The government of France has said it hopes the reconstruction can be completed by Spring 2024, in time for the opening of the 2024 Summer Olympics in Paris. President Emmanuel Macron confirmed on 14 April 2021 that the cathedral site will be formally returned to the church on 15 April 2024, and that the first mass since the fire will be held in the cathedral nave on that day, even if the reconstruction has not been finished by then.

History of Cathédrale Notre-Dame de Paris, France

It is believed that before the arrival of Christianity in France, a Gallo-Roman temple dedicated to Jupiter stood on the site of Notre-Dame. Evidence for this includes the Pillar of the Boatmen, discovered beneath the cathedral in 1710. In the 4th or 5th century, a large early Christian church, the Cathedral of Saint Étienne, was built on the site, close to the royal palace.

The entrance was situated about 40 metres (130 ft) west of the present west front of Notre-Dame, and the apse was located about where the west façade is today. It was roughly half the size of the later Notre-Dame, 70 metres (230 ft) long and separated into nave and four aisles by marble columns, then decorated with mosaics.

The last church before the cathedral of Notre-Dame was a Romanesque remodeling of Saint-Étienne that, although enlarged and remodeled, was found to be unfit for the growing population of Paris. A baptistery, the Church of Saint-John-le-Rond, built about 452, was located on the north side of the west front of Notre-Dame until the work of Jacques-Germain Soufflot in the 18th century.

In 1160, the Bishop of Paris, Maurice de Sully, decided to build a new and much larger church. He summarily demolished the earlier cathedral and chose to recycle its materials. Sully decided that the new church should be built in the Gothic style, which had been inaugurated at the royal abbey of Saint Denis in the late 1130s.


The chronicler Jean de Saint-Victor [fr] recorded in the Memorial Historiarum that the construction of Notre-Dame began between 24 March and 25 April 1163 with the laying of the cornerstone in the presence of King Louis VII and Pope Alexander III. Four phases of construction took place under bishops Maurice de Sully and Eudes de Sully, according to masters whose names have been lost. Analysis of vault stones that fell in the 2019 fire shows that they were quarried in Vexin, a county northwest of Paris, and presumably brought up the Seine by ferry.

## Stated task a
Could you repeat the Notre-Dame passage word for word, everything from "It is believed" down to "decorated with mosaics."?
The Notre-Dame passage and the records were taken from separate, unrelated sources.

[Excerpts from a point labeling dataset]
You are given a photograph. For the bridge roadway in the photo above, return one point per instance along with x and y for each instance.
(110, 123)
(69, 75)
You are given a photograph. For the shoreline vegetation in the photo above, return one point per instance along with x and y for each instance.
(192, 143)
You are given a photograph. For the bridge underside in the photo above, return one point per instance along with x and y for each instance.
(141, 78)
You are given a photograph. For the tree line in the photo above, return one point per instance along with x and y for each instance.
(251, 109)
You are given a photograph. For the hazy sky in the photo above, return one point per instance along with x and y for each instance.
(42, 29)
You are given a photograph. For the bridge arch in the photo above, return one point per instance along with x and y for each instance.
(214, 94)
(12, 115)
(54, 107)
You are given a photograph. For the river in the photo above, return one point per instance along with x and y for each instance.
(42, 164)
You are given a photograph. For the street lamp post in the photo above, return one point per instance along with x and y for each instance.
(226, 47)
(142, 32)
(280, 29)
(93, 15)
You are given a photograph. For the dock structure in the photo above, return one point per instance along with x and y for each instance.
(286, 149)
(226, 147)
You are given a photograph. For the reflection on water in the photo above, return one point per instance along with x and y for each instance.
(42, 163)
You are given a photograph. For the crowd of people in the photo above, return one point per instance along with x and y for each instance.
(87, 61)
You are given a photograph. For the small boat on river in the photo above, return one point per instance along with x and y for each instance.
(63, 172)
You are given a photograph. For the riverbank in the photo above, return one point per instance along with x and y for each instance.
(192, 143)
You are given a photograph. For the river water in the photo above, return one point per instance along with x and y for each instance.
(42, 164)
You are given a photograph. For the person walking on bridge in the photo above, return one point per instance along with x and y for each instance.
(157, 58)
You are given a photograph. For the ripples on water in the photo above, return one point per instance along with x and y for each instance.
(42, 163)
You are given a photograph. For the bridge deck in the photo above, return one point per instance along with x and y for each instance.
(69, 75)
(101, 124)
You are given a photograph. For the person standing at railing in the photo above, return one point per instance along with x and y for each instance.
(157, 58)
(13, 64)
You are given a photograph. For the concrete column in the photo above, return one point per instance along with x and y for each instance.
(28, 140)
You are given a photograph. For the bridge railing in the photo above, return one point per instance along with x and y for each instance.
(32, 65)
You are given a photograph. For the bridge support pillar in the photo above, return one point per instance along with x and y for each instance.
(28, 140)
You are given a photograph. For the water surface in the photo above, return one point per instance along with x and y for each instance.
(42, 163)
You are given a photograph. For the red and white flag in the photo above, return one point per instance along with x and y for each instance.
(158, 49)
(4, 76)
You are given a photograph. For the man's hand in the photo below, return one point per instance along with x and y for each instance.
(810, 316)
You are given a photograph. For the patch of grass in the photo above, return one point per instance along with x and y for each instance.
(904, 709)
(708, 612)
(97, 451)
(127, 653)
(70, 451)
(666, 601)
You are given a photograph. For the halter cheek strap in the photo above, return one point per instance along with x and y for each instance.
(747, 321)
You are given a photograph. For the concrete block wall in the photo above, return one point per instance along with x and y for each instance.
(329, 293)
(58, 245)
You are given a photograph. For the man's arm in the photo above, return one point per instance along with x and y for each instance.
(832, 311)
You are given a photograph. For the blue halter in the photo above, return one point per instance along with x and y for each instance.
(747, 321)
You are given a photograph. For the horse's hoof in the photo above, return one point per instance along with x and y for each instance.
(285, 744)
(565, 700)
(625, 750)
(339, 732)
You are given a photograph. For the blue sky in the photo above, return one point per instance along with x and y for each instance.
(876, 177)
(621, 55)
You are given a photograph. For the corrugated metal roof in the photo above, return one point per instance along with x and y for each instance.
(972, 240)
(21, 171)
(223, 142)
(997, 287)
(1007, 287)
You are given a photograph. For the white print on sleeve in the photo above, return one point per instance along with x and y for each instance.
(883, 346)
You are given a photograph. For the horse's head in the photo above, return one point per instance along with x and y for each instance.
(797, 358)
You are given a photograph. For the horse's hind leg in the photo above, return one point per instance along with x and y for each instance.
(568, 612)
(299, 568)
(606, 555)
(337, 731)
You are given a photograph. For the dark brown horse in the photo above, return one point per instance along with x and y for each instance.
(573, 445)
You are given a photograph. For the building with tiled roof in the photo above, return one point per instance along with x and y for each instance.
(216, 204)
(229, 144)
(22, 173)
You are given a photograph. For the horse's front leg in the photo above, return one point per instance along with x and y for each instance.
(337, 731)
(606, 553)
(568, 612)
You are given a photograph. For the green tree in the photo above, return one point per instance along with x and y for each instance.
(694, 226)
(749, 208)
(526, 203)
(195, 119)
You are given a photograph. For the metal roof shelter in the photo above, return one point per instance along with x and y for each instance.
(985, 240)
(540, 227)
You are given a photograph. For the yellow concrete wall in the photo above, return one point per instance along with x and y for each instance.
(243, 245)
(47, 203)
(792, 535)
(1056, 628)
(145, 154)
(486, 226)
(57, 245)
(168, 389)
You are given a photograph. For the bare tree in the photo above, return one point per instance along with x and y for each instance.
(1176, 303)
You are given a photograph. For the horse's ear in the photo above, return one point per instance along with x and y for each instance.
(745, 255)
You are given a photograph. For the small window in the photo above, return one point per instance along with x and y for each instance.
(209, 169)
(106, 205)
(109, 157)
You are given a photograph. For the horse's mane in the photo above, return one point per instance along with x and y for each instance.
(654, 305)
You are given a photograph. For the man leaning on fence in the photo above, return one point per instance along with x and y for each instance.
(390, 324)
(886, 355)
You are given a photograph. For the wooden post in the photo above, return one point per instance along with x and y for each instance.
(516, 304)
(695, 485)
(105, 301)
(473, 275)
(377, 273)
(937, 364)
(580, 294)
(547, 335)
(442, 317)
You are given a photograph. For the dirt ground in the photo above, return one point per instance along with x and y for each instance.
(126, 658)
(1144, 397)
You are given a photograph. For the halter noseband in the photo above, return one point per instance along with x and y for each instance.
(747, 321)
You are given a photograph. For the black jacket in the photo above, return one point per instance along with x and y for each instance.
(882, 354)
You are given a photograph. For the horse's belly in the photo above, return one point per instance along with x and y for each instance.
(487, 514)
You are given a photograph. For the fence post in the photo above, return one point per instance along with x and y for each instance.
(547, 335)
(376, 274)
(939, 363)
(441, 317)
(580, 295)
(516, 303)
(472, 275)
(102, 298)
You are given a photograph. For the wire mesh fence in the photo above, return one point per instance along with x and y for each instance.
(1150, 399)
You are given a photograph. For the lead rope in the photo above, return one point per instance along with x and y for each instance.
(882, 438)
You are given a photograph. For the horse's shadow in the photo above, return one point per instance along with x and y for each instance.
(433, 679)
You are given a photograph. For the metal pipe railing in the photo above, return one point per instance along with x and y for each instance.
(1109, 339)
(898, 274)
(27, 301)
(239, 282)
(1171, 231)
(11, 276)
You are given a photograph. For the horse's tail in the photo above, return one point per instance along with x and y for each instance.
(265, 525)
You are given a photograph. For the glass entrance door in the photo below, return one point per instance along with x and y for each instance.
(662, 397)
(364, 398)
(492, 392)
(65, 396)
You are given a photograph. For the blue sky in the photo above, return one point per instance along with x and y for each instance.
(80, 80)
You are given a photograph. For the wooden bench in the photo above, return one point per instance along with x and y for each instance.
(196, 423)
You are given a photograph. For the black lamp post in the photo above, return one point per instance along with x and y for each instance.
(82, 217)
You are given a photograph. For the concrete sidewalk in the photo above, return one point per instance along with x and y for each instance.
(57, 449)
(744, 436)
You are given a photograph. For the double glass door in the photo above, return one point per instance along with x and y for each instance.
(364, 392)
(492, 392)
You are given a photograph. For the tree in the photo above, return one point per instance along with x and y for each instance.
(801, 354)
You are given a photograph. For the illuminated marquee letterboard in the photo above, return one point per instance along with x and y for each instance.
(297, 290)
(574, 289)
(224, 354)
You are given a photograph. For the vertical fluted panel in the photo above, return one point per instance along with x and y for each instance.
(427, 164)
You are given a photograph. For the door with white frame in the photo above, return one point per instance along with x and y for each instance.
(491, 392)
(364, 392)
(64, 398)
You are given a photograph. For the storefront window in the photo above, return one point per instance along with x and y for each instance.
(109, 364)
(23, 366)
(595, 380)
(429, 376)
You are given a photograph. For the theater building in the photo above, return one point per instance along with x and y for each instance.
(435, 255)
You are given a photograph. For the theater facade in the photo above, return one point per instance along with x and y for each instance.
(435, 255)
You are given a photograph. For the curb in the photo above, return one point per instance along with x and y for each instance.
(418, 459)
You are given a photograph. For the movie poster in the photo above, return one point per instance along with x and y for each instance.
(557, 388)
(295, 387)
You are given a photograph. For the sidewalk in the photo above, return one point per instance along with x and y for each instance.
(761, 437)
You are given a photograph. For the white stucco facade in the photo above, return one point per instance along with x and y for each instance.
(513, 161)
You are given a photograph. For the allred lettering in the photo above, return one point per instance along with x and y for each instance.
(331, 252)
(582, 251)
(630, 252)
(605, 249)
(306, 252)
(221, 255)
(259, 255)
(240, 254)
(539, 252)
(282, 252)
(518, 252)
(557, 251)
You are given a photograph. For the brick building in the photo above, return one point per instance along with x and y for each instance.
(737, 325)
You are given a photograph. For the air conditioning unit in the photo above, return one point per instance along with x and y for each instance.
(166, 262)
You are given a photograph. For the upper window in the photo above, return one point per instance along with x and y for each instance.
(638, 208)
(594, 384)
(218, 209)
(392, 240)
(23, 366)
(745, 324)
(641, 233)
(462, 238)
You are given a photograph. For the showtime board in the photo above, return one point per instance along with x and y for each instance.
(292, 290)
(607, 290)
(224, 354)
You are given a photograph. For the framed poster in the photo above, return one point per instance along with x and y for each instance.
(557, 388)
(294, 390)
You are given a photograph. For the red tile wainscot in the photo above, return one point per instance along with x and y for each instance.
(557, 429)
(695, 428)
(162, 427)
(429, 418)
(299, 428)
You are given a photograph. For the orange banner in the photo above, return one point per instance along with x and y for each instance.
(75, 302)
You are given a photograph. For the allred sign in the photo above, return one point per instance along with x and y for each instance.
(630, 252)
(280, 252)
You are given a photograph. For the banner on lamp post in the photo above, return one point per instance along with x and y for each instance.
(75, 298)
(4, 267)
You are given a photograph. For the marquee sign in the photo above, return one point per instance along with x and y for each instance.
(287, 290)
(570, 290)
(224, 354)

## Stated task b
Which lines of the records contain the word "theater", with case counting? Copy out each of them.

## Problem solution a
It is believed that before the arrival of Christianity in France, a Gallo-Roman temple dedicated to Jupiter stood on the site of Notre-Dame. Evidence for this includes the Pillar of the Boatmen, discovered beneath the cathedral in 1710. In the 4th or 5th century, a large early Christian church, the Cathedral of Saint Étienne, was built on the site, close to the royal palace.

The entrance was situated about 40 metres (130 ft) west of the present west front of Notre-Dame, and the apse was located about where the west façade is today. It was roughly half the size of the later Notre-Dame, 70 metres (230 ft) long and separated into nave and four aisles by marble columns, then decorated with mosaics.

## Problem solution b
You are given a photograph. For the theater building in the photo above, return one point per instance along with x and y for each instance.
You are given a photograph. For the theater facade in the photo above, return one point per instance along with x and y for each instance.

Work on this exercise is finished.